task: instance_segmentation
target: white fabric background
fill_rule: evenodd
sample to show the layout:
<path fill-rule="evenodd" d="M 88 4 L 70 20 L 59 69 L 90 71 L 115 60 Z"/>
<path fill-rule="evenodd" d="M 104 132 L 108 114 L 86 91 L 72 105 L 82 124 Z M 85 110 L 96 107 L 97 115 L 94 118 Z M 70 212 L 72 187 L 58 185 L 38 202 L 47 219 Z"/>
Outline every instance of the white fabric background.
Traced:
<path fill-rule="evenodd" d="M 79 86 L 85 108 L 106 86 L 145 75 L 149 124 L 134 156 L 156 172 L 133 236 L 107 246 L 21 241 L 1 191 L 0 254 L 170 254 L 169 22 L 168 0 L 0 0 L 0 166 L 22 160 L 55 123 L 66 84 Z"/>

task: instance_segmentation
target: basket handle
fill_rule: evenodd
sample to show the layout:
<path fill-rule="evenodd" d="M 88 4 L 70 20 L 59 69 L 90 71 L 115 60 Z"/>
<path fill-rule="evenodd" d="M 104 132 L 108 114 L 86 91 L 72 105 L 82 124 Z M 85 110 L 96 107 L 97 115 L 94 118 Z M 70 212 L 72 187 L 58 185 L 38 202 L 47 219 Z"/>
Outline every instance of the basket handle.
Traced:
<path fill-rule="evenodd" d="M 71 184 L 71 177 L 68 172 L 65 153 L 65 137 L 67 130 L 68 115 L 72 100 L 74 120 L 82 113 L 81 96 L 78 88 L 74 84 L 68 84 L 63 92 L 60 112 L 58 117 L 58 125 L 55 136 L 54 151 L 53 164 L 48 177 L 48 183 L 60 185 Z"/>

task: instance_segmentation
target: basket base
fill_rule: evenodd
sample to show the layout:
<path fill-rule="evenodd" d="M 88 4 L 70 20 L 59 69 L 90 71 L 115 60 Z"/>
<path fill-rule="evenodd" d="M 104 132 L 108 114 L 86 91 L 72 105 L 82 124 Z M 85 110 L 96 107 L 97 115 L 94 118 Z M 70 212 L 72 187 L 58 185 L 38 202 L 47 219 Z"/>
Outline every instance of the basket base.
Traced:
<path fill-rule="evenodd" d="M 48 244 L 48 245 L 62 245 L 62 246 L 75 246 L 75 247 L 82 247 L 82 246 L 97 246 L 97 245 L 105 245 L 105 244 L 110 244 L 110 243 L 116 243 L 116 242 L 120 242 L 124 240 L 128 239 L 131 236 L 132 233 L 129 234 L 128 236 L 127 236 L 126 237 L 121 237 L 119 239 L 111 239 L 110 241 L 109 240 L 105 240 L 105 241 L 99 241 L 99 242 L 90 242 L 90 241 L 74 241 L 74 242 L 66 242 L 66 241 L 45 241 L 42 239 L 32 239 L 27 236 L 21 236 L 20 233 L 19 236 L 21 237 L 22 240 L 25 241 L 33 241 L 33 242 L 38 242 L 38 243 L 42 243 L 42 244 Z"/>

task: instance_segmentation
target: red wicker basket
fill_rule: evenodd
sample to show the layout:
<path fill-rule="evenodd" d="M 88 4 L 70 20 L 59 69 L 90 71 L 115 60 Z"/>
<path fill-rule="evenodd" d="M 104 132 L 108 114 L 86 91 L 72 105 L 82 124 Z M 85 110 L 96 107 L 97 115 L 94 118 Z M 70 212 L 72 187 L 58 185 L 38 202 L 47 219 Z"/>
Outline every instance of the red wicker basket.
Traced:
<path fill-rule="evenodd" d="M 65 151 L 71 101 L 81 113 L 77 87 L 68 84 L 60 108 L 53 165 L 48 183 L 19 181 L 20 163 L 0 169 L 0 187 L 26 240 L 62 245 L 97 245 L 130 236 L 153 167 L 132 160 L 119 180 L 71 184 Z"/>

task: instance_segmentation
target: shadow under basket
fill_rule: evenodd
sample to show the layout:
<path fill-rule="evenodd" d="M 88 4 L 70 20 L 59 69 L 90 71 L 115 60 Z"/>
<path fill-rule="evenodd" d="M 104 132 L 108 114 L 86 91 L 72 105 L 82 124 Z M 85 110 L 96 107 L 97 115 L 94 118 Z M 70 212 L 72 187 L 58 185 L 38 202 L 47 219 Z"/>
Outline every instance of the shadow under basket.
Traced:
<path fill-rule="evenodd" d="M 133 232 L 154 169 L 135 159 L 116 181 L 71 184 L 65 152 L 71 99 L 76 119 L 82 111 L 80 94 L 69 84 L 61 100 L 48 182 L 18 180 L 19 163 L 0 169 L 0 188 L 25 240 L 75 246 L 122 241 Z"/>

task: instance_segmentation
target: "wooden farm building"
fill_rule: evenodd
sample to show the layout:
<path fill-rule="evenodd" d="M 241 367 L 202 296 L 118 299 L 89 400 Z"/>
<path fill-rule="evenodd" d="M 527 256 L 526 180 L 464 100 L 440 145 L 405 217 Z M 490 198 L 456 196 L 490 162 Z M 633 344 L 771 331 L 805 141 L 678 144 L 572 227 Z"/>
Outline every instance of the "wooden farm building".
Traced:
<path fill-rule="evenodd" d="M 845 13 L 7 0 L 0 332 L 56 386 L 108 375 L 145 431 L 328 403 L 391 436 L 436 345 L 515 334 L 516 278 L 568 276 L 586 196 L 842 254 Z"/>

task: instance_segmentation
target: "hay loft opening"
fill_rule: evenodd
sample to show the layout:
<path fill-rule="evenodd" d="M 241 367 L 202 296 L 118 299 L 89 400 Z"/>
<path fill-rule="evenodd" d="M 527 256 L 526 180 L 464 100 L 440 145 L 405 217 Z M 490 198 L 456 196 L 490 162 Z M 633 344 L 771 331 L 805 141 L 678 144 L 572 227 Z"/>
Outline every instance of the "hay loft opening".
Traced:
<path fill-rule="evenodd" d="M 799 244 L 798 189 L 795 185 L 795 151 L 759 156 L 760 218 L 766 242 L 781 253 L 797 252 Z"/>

▸ **Requirement**: Can you copy out the rows word for word, from the very first line through the line containing "71 184 L 71", including that line?

▸ **Answer for this exercise**:
task: instance_segmentation
target: white fabric background
fill_rule: evenodd
sample to show the layout:
<path fill-rule="evenodd" d="M 88 4 L 70 20 L 59 69 L 90 71 L 115 60 Z"/>
<path fill-rule="evenodd" d="M 104 132 L 108 114 L 86 91 L 72 105 L 82 124 Z M 85 110 L 96 107 L 97 115 L 94 118 Z M 70 212 L 72 187 L 58 185 L 38 202 L 47 219 Z"/>
Outline every instance of the white fabric background.
Traced:
<path fill-rule="evenodd" d="M 79 86 L 85 108 L 106 86 L 145 75 L 149 124 L 134 156 L 156 172 L 133 236 L 107 246 L 21 241 L 1 191 L 0 254 L 170 254 L 169 22 L 168 0 L 0 0 L 0 166 L 22 160 L 55 123 L 66 84 Z"/>

task: instance_segmentation
target: basket handle
fill_rule: evenodd
sample to show the layout:
<path fill-rule="evenodd" d="M 88 4 L 70 20 L 59 69 L 90 71 L 115 60 Z"/>
<path fill-rule="evenodd" d="M 104 132 L 108 114 L 86 91 L 72 105 L 82 124 Z M 85 110 L 96 107 L 97 115 L 94 118 Z M 70 212 L 72 187 L 58 185 L 38 202 L 47 219 Z"/>
Outline every instance of the basket handle.
Traced:
<path fill-rule="evenodd" d="M 71 184 L 71 177 L 68 172 L 65 153 L 65 137 L 67 130 L 68 115 L 72 100 L 74 120 L 82 113 L 81 96 L 78 88 L 74 84 L 68 84 L 63 92 L 60 112 L 58 117 L 58 125 L 55 136 L 54 151 L 53 164 L 48 177 L 48 183 L 60 185 Z"/>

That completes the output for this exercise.